*Aim of the exercise:* Please transcribe every line of the items below, character for character.

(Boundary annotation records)
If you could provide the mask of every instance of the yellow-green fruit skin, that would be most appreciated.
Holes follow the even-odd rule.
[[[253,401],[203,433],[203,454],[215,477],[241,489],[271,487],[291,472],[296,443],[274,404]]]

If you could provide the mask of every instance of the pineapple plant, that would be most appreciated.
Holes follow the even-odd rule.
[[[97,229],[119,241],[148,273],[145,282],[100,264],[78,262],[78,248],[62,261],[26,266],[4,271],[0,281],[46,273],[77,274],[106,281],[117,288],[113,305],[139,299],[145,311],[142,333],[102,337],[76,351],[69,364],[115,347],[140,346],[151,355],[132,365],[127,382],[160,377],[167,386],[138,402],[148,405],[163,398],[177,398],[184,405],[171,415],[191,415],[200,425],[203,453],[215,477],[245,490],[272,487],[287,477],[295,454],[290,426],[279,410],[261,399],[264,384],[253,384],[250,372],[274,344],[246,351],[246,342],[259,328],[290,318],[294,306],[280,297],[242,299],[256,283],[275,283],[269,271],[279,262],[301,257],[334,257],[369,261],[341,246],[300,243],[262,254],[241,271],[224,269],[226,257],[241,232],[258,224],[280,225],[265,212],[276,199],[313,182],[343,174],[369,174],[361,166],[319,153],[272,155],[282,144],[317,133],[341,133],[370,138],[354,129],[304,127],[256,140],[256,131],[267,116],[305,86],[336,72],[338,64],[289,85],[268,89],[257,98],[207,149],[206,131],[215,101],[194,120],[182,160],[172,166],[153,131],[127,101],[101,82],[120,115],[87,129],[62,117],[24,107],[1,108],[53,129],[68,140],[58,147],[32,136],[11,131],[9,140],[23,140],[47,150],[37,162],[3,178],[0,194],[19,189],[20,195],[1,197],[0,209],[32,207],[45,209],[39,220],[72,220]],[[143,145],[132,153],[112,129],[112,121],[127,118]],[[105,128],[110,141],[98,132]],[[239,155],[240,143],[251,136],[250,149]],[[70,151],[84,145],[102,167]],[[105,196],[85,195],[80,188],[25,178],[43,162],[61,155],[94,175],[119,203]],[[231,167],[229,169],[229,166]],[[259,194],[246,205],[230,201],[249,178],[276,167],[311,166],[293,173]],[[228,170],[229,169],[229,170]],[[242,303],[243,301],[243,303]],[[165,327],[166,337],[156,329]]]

*Answer in full:*
If you could provide the mask of every instance of the yellow-green fruit skin, that would be most appreciated.
Holes follow the even-odd rule.
[[[253,401],[203,433],[203,454],[215,477],[241,489],[271,487],[291,472],[296,443],[274,404]]]

If you could provide the mask of every instance of the pineapple plant, that would be most appreciated.
Holes follow the even-odd rule.
[[[97,229],[119,241],[148,273],[145,282],[100,264],[78,262],[78,248],[62,261],[26,266],[4,271],[0,281],[46,273],[77,274],[106,281],[117,288],[113,305],[139,299],[145,311],[142,333],[102,337],[76,351],[69,364],[115,347],[140,346],[151,355],[132,365],[127,382],[160,377],[167,386],[138,402],[148,405],[163,398],[177,398],[184,405],[171,415],[191,415],[200,425],[203,453],[215,477],[245,490],[272,487],[287,477],[295,454],[290,426],[279,410],[261,399],[264,384],[253,384],[250,372],[274,344],[246,351],[246,342],[259,328],[290,318],[294,306],[280,297],[242,299],[256,283],[275,283],[269,271],[279,262],[301,257],[334,257],[369,261],[341,246],[300,243],[262,254],[241,271],[224,269],[226,257],[241,232],[258,224],[280,225],[265,212],[276,199],[313,182],[343,174],[369,174],[361,166],[319,153],[272,155],[282,144],[317,133],[341,133],[370,138],[354,129],[304,127],[256,140],[256,131],[267,116],[305,86],[336,72],[338,64],[289,85],[268,89],[257,98],[207,149],[206,131],[215,101],[194,120],[182,160],[172,166],[153,131],[127,101],[101,82],[120,115],[87,129],[62,117],[24,107],[1,108],[53,129],[68,140],[58,147],[32,136],[11,131],[9,140],[23,140],[47,150],[37,162],[3,178],[0,194],[19,189],[20,195],[1,197],[0,209],[32,207],[45,209],[39,220],[72,220]],[[143,145],[132,153],[112,129],[112,121],[127,118]],[[105,128],[110,141],[98,132]],[[239,155],[240,143],[251,136],[250,149]],[[70,151],[84,145],[102,167]],[[105,196],[85,195],[80,188],[25,178],[43,162],[61,155],[94,175],[119,203]],[[231,167],[229,169],[229,166]],[[259,194],[246,205],[230,201],[249,178],[276,167],[311,166],[293,173]],[[228,170],[229,169],[229,170]],[[242,303],[243,301],[243,303]],[[165,327],[166,337],[156,329]]]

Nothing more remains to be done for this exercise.